EXERCISE TASK: Convert all the lines below into a JSON list of strings, with one string per line and any blank lines omitted.

## START

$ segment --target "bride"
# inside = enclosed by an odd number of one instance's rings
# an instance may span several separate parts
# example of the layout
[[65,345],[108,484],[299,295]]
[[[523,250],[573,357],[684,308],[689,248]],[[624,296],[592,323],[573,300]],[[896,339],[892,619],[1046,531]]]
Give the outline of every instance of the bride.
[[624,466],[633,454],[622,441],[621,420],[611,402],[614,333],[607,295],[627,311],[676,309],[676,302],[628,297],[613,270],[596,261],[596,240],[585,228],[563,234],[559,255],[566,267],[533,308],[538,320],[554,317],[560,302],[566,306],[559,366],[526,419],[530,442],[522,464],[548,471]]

## END

TASK RESULT:
[
  "$ segment --target \"bride\"",
  "# inside = enclosed by an odd number of one instance's rings",
  "# an instance may span several separate parts",
  "# example of the layout",
  "[[65,345],[108,484],[299,295]]",
  "[[[523,250],[573,357],[684,308],[689,248]],[[624,296],[592,323],[573,300]],[[896,339],[892,619],[1046,531]]]",
  "Give the outline of every instance of the bride.",
  "[[624,466],[633,454],[622,441],[621,420],[611,402],[614,333],[607,295],[627,311],[676,309],[676,302],[628,297],[613,270],[596,261],[596,240],[585,228],[563,234],[559,255],[566,267],[533,308],[538,320],[554,317],[560,302],[566,306],[559,366],[526,419],[530,442],[522,464],[548,471]]"
]